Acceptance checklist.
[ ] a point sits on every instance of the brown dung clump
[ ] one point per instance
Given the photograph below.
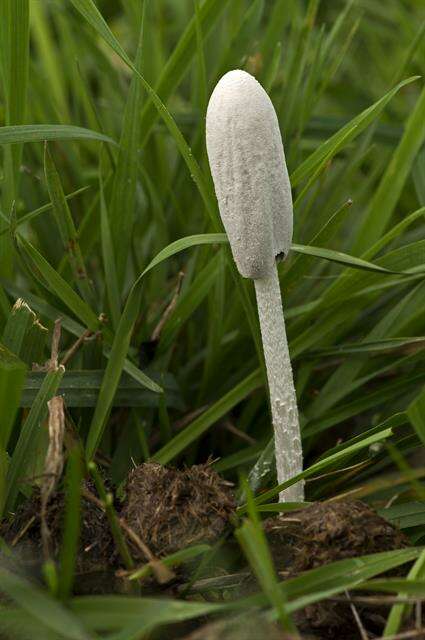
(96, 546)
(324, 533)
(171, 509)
+-------+
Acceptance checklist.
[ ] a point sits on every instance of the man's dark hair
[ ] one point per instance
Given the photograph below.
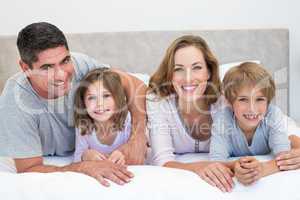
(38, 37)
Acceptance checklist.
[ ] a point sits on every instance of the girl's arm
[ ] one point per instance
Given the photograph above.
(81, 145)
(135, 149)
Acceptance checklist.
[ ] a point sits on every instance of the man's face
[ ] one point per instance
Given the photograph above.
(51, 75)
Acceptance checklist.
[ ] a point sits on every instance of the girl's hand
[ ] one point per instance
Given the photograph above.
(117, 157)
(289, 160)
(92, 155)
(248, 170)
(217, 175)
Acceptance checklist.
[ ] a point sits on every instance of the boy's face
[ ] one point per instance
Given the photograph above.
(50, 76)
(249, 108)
+-------+
◆ **What you should do**
Go through the records above and copy each line where "face" is found.

◆ **Answer to this task**
[ ] a point sits on every instance of the man's face
[ ] a point sits on every instance of the boy's face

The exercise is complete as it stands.